Task prompt
A verbatim copy of the full data, with no pictures, is the expected answer.

Saved data entries
____________________

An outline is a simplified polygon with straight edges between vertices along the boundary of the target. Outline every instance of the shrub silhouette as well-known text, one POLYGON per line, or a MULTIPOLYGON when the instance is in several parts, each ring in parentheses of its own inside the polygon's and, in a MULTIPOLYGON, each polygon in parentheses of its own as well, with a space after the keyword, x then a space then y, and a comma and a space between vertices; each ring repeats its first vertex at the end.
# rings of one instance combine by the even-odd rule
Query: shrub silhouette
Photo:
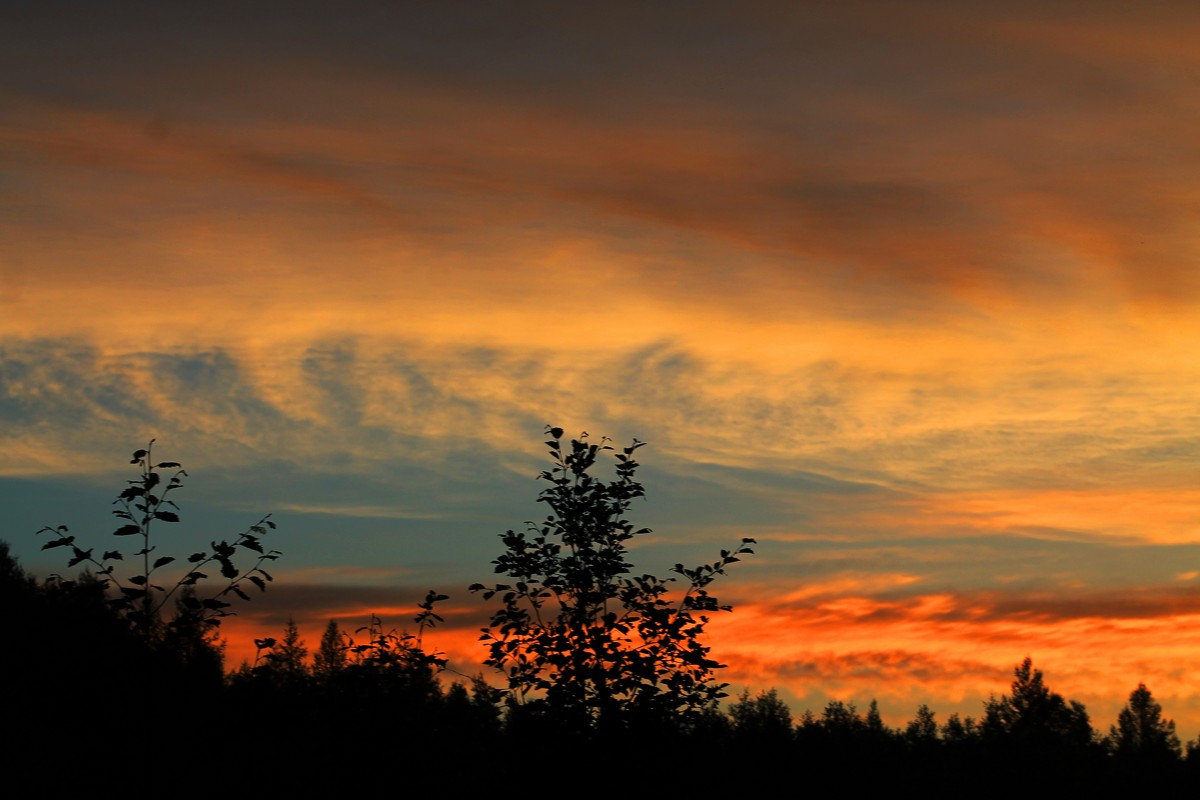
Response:
POLYGON ((344 670, 362 673, 369 680, 411 684, 431 691, 430 687, 437 683, 437 673, 446 667, 446 659, 439 652, 425 651, 425 629, 443 621, 433 607, 447 599, 447 595, 429 590, 417 604, 421 611, 413 618, 417 623, 415 634, 386 629, 382 620, 372 614, 367 625, 355 630, 357 635, 366 634, 363 642, 346 637, 349 662, 344 670))
POLYGON ((714 681, 723 665, 701 642, 708 615, 728 611, 709 584, 739 556, 743 539, 718 560, 695 568, 676 564, 678 577, 632 573, 630 542, 650 533, 626 518, 645 492, 635 474, 634 440, 616 451, 587 434, 564 445, 561 428, 547 427, 553 461, 540 479, 550 484, 539 502, 550 513, 525 532, 501 536, 506 551, 492 563, 511 582, 474 584, 484 599, 500 597, 482 641, 487 664, 501 670, 517 704, 570 731, 620 730, 632 724, 698 719, 725 694, 714 681), (592 474, 601 454, 612 453, 616 477, 592 474), (682 596, 670 584, 682 579, 682 596))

____________________

Problem solution
An outline is a simplified polygon with straight edges between vertices along the boundary of the target. Outline every instance of the shrub silhouette as well-known text, one POLYGON per line, or a MULTIPOLYGON when the instance is in several parts, each ring in parentheses of its own inside the polygon's and, in a MULTIPOLYGON, each polygon in parentheses of its own as well, with a space after the keyword, x then a space then y, and a comma and a space between vertices; each ring repeats its first vertex at the end.
# rings of one instance combine by the even-odd rule
Query: shrub silhouette
Photo:
Response:
POLYGON ((344 670, 362 673, 369 680, 411 684, 431 691, 430 687, 437 683, 437 673, 446 667, 446 659, 439 652, 425 651, 425 629, 443 621, 433 607, 447 599, 447 595, 429 590, 417 604, 421 611, 413 618, 417 623, 415 634, 386 629, 382 620, 372 614, 367 625, 355 630, 357 635, 366 634, 363 642, 346 637, 349 662, 344 670))
POLYGON ((714 681, 723 665, 701 642, 708 615, 728 611, 709 584, 739 556, 743 539, 718 560, 695 568, 676 564, 678 577, 632 573, 630 542, 650 533, 626 518, 645 492, 635 474, 634 440, 616 451, 587 434, 564 445, 561 428, 547 427, 553 461, 540 479, 550 484, 539 502, 550 513, 525 532, 501 536, 506 551, 492 563, 511 582, 474 584, 484 599, 500 597, 482 641, 487 664, 501 670, 517 704, 570 731, 620 730, 632 724, 698 719, 725 694, 714 681), (592 474, 601 454, 612 453, 616 477, 592 474), (682 596, 670 584, 682 579, 682 596))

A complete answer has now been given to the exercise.